_Document:_
S. f. (Art militaire) arme à feu de la longueur d'un fusil ou d'un mousquet : c'est la plus ancienne des armes à feu, montée sur un fût ou long bâton. Ce mot vient de l'italien acrobusio ou arco abuso ; arco signifie arc, et busio, trou. L'ouverture par où le feu se communique à la poudre dans les arquebuses, qui ont succédé aux arcs des anciens, a donné lieu à cette dénomination.

L'arquebuse, selon Hanzèlet, doit avoir quarante calibres de long, et porter une balle d'une once et sept huitiemes, avec autant de poudre. Le P. Daniel prétend que cette arme commença au plutôt à être en usage sur la fin du règne de Louis XII. parce que Fabrice Colonne, dans les dialogues de Machiavel sur l'art de la guerre, ouvrage écrit à-peu-près dans le même temps, en parle comme d'une invention toute nouvelle. L'arquebuse, dit-il, qui est un bâton inventé de nouveau, comme vous savez, est bien nécessaire pour le temps qui court. L'auteur de la discipline militaire, attribuée au seigneur de Langis, en parle de même : la harquebuse, dit-il, trouvée de peu d'ans en çà, est très-bonne. Il écrivait sous le règne de François I. Cette arme avait beaucoup de rapport à nos mousquetons d'aujourd'hui pour le fût et le canon, mais elle était à rouet.

Des arquebuses vinrent les pistolets ou pistolets à rouet, dont le canon n'avait qu'un pied de long : c'étaient les arquebuses en petit.

Les arquebuses et les pistolets à rouet sont aujourd'hui des armes fort inconnues ; l'on n'en trouve guère que dans les arsenaux et dans les cabinets d'armes, où l'on en a conservé par curiosité.

Le rouet qui donnait le mouvement à tous les ressorts de ces armes, était une petite roue solide d'acier qu'on appliquait contre la platine de l'arquebuse ou du pistolet : elle avait un essieu qui la perçait dans son centre. Au bout intérieur de l'essieu qui entrait dans la platine, était attachée une chaînette qui s'entortillait autour de cet essieu quand on la faisait tourner, et bandait le ressort auquel elle tenait. Pour bander le ressort on se servait d'une clé, où l'on insérait le bout extérieur de l'essieu. En tournant cette clé de gauche à droite on faisait tourner le rouet, et par ce mouvement une petite coulisse de cuivre qui couvrait le bassinet de l'amorce, se retirait de dessus le bassinet : par le même mouvement, le chien armé d'une pierre de mine, comme le chien du fusil l'est d'une pierre à fusil, était en état d'être lâché dès que l'on tirerait avec le doigt la détente comme dans les pistolets ordinaires ; alors le chien tombant sur le rouet d'acier, faisait feu et le donnait à l'amorce. On voit par cet exposé, que nos pistolets d'aujourd'hui sont beaucoup plus simples, et d'un usage plus aisé que les pistolets à rouet. Histoire de la Milice Franç. par le P. Daniel.

_Extraits de données:_

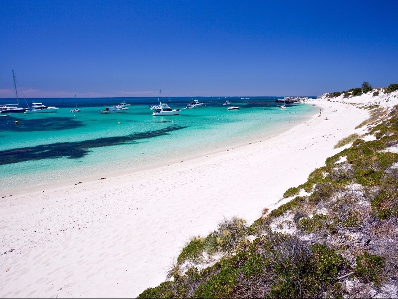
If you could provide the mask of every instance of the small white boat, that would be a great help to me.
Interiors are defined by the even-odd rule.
--
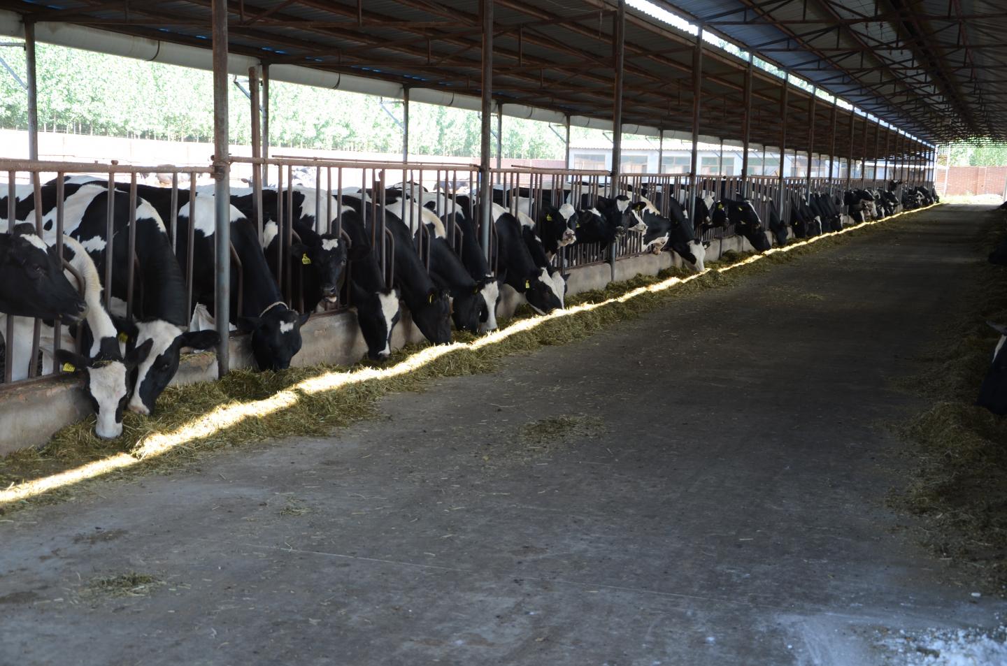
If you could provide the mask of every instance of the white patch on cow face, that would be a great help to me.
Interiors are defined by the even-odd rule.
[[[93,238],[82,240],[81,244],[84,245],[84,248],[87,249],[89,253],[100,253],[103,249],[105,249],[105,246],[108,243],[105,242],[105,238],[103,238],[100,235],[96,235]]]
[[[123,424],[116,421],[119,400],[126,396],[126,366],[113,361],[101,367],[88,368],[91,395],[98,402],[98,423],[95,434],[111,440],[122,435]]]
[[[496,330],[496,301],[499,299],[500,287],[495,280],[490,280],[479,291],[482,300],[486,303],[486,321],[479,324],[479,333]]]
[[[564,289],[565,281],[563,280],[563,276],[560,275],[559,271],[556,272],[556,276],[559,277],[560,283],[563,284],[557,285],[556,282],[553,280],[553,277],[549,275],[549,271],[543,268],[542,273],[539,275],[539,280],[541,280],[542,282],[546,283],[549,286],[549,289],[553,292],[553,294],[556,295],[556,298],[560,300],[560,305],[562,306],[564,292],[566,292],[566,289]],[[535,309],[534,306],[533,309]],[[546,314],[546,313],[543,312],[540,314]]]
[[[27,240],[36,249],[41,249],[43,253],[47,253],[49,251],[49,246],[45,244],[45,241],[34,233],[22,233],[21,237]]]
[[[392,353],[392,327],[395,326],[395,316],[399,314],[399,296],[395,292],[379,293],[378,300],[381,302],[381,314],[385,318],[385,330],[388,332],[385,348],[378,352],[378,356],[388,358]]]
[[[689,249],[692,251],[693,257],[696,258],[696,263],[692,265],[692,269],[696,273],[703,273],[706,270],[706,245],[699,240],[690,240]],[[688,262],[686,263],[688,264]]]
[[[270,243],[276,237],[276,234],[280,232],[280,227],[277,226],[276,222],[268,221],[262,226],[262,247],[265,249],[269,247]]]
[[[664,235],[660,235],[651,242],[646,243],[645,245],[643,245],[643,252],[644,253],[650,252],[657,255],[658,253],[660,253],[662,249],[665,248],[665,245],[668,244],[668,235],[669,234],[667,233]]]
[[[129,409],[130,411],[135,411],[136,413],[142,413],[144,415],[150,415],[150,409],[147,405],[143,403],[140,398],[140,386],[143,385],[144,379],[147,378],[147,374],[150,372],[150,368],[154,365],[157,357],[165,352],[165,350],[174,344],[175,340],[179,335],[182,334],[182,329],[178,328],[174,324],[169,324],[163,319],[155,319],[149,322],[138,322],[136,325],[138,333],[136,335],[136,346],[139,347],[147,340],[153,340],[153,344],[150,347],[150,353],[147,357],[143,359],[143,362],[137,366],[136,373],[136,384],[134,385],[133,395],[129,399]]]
==
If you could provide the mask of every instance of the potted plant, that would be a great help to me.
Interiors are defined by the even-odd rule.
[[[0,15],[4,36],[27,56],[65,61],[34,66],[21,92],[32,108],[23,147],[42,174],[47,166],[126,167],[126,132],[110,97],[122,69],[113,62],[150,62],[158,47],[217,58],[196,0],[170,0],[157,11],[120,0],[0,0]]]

_Exercice écrit A:_ Recopiez l'article sur l'arquebuse depuis "Des arquebuses vinrent" jusqu'à "conservé par curiosité.", en remplaçant "arsenaux" par "musées".
_Exercice écrit B:_ Traduisez en anglais cette phrase de l'article sur l'arquebuse : « Les arquebuses et les pistolets à rouet sont aujourd'hui des armes fort inconnues ; l'on n'en trouve guère que dans les arsenaux et dans les cabinets d'armes, où l'on en a conservé par curiosité. »
_Exercice écrit C:_ Écrivez la suite de l'article sur l'arquebuse, à partir de sa dernière phrase.
Les entrées proviennent d'une autre source que l'article sur l'arquebuse.

_Réponse A:_
Des arquebuses vinrent les pistolets ou pistolets à rouet, dont le canon n'avait qu'un pied de long : c'étaient les arquebuses en petit.

Les arquebuses et les pistolets à rouet sont aujourd'hui des armes fort inconnues ; l'on n'en trouve guère que dans les musées et dans les cabinets d'armes, où l'on en a conservé par curiosité.

_Réponse B:_ Arquebuses and wheel-lock pistols are now very little-known weapons; they are hardly found anywhere except in arsenals and in arms cabinets, where some have been kept out of curiosity.

_Réponse C:_
Lorsque l'arquebuse était en usage, on appelait arquebusiers les soldats qui en étaient armés. Il y avait des arquebusiers à pied et à cheval. On tire encore en plusieurs villes de France le prix de l'arquebuse pour le plaisir et l'amusement des bourgeois. On l'appelle ainsi, parce que l'établissement de ces prix avait eu pour objet d'exercer les bourgeois des villes à se servir de cette arme avec adresse dans des temps où la garde de la plupart des villes leur était confiée. Ces prix subsistent encore dans plusieurs villes ; et quoique l'on s'y serve de fusils, ils retiennent leur ancien nom de prix de l'arquebuse. (Q)

ARQUEBUSE à croc, est une arme que l'on trouve encore dans la plupart des vieux châteaux : elle ressemble assez à un canon de fusil, et elle est soutenue par un croc de fer qui tient à son canon, lequel est soutenu par une espèce de pied qu'on nomme chevalet. On s'en servait beaucoup autrefois pour garnir les creneaux et les meurtrières. On dit que la première fois qu'on ait Ve de ces arquebuses, ce fut dans l'armée impériale de Bourbon, qui chassa Bonnivet de l'état de Milan. Elles étaient si massives et si pesantes, qu'il fallait deux hommes pour les porter. On ne s'en sert guère aujourd'hui, si ce n'est dans quelques vieilles forteresses, et en France dans quelques garnisons. Le calibre de l'arquebuse à croc est plus gros que celui du fusil, et bien moindre que celui du canon. On charge cette arme de la même manière que le canon, et l'on y met le feu avec une meche. Sa portée est plus grande que celle du fusil. (Q)

ARQUEBUSE ou FUSIL à vent, (Physique) machine servant à pousser des balles avec une grande violence en n'employant que la force de l'air. Cette espèce d'arme chargée d'air, a un effet qui ne le cede guère à celui des fusils ordinaires : mais en la déchargeant elle rend beaucoup moins de bruit. C'est apparemment ce qui a donné occasion aux histoires ou à la fable de la poudre blanche. Voyez POUDRE A CANON.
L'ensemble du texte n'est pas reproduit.